PROBLEMS TO SOLVE:
**a)** Answer these from the text on venture capital:
(i) What does the text say will happen to new projects?
(ii) Which windows does it say are firmly shut right now?
(iii) At best, what kind of valuations does it expect for follow-on rounds?
**b)** Transcribe the text on venture capital word for word, starting at "- Capital, especially" and ending at "strong track records.".
**c)** Put this sentence from the text on venture capital into Spanish: "Widespread cost reduction efforts will inhibit sales growth through the medium term."

TEXT SEGMENT:
◆ ◆ ◆ ◆

- Capital, especially debt capital is more scarce due to both increased risk awareness/decreased bank capacity and a desire to delever in general
- Near term "bad times", resulting in premiums for assets that pay out now. Asset return expectations will continue to increase (asset spot prices will continue to fall) until a new equilibrium is established
- Widespread cost reduction efforts will inhibit sales growth through the medium term. New projects will be postponed, scaled back or abandoned.
This article makes the very good point that VC firms should expect this general trend to impact their investments and portfolio companies in the following ways:
- Longer times to exits. Right now, the M&A, IPO and debt windows are firmly shut.
- Slower portfolio company growth, due to the aforementioned cost reduction efforts, and due to a general flight to companies with strong track records.
- Higher reserve requirements, as new investors decide to conserve their own existing portfolios, and higher proportions of follow-on investing rounds fall to existing investors.
- Flat valuations for follow-on rounds, at best, due to exit delays, development/sales slowdowns and capital scarcity.

◆ ◆ ◆ ◆

DATA EXTRACT:
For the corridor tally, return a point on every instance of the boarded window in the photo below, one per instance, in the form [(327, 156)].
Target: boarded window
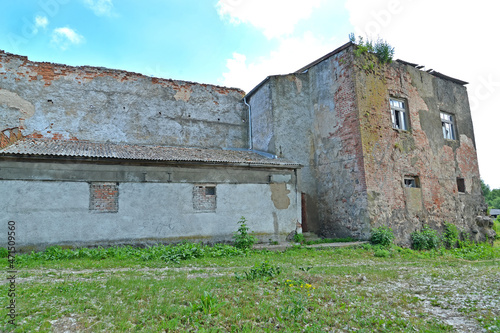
[(411, 181), (448, 125), (461, 185), (103, 197), (398, 114), (204, 198)]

◆ ◆ ◆ ◆

FULL SOLUTIONS:
**a)**
(i) They will be postponed, scaled back or abandoned.
(ii) The M&A, IPO and debt windows.
(iii) Flat valuations.

**b)**
- Capital, especially debt capital is more scarce due to both increased risk awareness/decreased bank capacity and a desire to delever in general
- Near term "bad times", resulting in premiums for assets that pay out now. Asset return expectations will continue to increase (asset spot prices will continue to fall) until a new equilibrium is established
- Widespread cost reduction efforts will inhibit sales growth through the medium term. New projects will be postponed, scaled back or abandoned.
This article makes the very good point that VC firms should expect this general trend to impact their investments and portfolio companies in the following ways:
- Longer times to exits. Right now, the M&A, IPO and debt windows are firmly shut.
- Slower portfolio company growth, due to the aforementioned cost reduction efforts, and due to a general flight to companies with strong track records.

**c)** Los esfuerzos generalizados de reducción de costos frenarán el crecimiento de las ventas a mediano plazo.